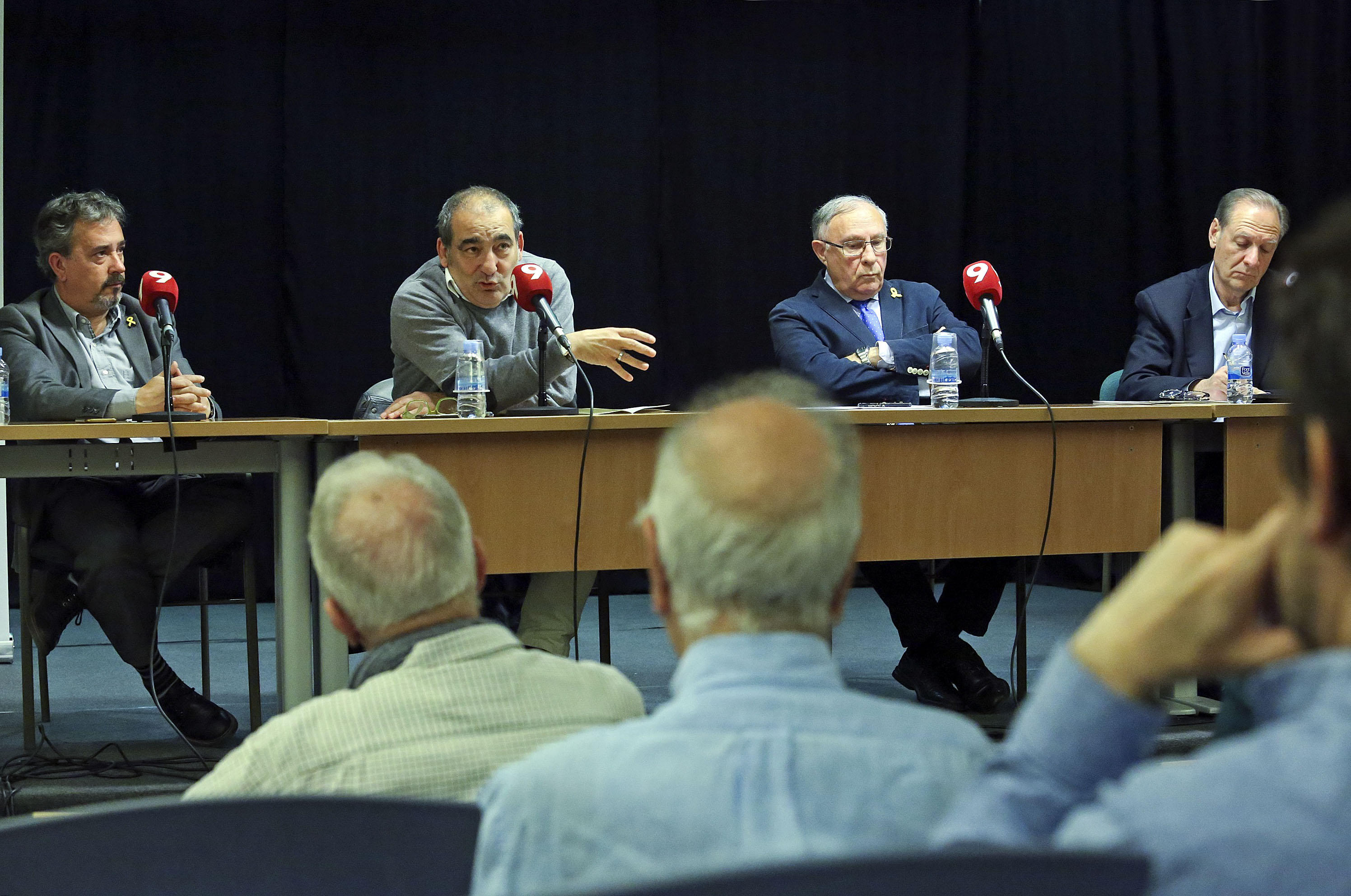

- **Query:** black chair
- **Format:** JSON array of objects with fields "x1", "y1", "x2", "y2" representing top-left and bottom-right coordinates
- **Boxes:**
...
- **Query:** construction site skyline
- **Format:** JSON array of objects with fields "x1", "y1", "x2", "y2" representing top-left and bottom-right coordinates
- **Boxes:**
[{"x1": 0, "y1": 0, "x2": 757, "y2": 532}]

▸ **Description of the task**
Count the lines in the listing above that contain the string "Query". Give only the number.

▸ **Exercise solution**
2